**PROBLEM STATEMENT**. Change "Kindly" to "Please" in the data from the line with "Target: gray t-shirt" to the line with "[(24, 127), (11, 169), (146, 169), (75, 140), (41, 123)]", and give those lines back with nothing else altered. Leave the pictures out of your copy.

**TASK DATA**.
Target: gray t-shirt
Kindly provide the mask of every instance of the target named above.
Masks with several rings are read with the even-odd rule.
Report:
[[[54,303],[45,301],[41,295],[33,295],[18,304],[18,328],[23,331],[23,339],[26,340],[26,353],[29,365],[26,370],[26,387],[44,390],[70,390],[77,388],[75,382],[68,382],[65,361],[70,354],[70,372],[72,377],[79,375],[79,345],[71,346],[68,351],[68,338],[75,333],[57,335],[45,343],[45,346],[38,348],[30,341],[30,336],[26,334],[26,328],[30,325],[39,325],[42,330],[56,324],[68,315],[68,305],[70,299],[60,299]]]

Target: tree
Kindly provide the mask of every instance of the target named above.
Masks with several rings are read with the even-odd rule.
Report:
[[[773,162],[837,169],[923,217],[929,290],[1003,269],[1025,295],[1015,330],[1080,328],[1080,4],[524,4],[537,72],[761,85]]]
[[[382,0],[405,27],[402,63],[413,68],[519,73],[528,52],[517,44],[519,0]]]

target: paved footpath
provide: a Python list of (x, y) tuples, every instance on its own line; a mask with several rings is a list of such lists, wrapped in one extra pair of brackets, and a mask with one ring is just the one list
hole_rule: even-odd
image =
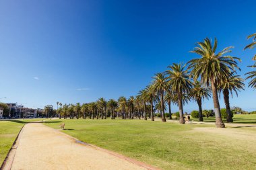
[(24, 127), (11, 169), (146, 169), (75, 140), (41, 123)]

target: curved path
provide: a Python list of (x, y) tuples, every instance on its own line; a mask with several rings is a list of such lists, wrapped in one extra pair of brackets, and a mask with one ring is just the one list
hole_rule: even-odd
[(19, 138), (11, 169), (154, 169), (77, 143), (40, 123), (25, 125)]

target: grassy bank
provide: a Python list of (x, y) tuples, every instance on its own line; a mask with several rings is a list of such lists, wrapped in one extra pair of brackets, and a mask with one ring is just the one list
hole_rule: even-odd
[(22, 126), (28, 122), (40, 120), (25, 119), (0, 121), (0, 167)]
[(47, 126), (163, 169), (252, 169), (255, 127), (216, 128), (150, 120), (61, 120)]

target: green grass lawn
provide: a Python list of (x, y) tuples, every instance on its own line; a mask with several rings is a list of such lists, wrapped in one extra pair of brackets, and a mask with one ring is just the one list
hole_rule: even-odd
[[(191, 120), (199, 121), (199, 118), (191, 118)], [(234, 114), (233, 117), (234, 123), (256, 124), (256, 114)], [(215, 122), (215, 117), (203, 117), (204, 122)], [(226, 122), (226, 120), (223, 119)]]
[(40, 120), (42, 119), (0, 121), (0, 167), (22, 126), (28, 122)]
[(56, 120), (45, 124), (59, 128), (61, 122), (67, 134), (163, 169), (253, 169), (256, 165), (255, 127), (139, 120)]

---

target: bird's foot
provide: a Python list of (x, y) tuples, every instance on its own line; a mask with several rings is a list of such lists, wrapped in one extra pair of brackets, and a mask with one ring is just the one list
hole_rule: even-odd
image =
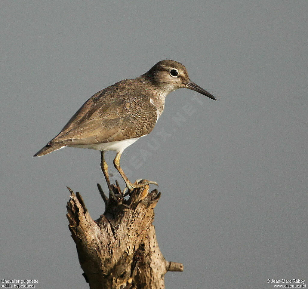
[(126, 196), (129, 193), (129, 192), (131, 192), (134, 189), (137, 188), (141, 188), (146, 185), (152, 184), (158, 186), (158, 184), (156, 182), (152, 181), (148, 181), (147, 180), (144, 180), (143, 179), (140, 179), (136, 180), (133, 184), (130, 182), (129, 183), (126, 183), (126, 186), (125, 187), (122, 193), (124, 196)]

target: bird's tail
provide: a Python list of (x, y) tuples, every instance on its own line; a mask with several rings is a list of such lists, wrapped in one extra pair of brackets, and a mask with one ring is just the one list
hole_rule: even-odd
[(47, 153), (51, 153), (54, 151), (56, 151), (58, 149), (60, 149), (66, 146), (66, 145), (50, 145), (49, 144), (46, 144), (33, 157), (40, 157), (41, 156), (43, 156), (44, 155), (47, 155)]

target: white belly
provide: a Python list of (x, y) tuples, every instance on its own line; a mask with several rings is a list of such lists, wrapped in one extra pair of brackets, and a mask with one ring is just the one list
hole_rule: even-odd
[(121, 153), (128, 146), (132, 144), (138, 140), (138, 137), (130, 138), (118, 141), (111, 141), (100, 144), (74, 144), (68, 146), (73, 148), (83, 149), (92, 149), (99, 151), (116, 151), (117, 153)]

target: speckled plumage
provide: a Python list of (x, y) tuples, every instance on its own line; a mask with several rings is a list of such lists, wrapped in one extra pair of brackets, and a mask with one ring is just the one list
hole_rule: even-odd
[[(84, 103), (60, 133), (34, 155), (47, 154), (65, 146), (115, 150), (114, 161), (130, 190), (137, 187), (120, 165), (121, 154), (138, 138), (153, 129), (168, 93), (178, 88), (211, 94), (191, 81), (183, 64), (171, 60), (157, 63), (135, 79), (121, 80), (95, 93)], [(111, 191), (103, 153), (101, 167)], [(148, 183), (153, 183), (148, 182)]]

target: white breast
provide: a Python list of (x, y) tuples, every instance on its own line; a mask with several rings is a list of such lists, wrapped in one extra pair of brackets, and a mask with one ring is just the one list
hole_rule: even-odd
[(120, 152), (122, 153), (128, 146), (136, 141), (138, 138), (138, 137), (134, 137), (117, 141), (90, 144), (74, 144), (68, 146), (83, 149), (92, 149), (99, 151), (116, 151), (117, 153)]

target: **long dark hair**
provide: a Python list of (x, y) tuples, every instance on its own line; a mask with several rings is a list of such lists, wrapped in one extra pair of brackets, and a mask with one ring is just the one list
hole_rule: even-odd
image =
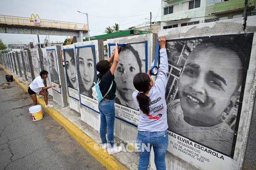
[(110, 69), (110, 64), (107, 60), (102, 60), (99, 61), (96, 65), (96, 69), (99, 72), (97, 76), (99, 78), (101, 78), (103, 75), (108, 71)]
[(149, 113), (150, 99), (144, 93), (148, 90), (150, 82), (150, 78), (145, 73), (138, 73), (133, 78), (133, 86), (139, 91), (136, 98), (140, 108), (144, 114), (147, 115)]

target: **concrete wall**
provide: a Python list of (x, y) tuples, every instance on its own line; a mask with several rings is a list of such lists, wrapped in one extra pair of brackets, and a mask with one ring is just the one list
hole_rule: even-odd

**TASK ANSWER**.
Target: gray t-shirt
Please provide the mask of every instance of the target named above.
Masks with several rings are read with the even-odd rule.
Report:
[[[54,303],[45,301],[41,295],[33,295],[18,304],[18,328],[23,331],[23,339],[26,340],[26,353],[29,365],[26,370],[26,387],[44,390],[70,390],[77,388],[75,382],[68,382],[65,361],[70,354],[70,372],[72,377],[79,375],[79,345],[71,346],[68,351],[68,338],[75,333],[57,335],[45,343],[45,346],[38,348],[30,341],[30,336],[26,334],[26,328],[30,325],[39,325],[42,330],[56,324],[68,315],[68,305],[70,299],[60,299]]]

Target: tree
Please provide the mask of every instance of the target named above.
Masks with several rings are read with the even-odd rule.
Report:
[[[773,162],[837,169],[923,217],[929,290],[1003,269],[1025,295],[1015,330],[1080,328],[1080,4],[524,4],[537,72],[761,85]]]
[[[382,0],[405,27],[402,63],[413,68],[519,73],[528,52],[517,44],[519,0]]]

target: paved footpath
provide: a Python list of (x, y) tuples, every instance on its own line; a mask with several rings is a list of such lists, wrapped in one extra pair of brackets, and a mask with one ring is just the one list
hole_rule: even-odd
image =
[(24, 127), (11, 169), (146, 169), (75, 140), (41, 123)]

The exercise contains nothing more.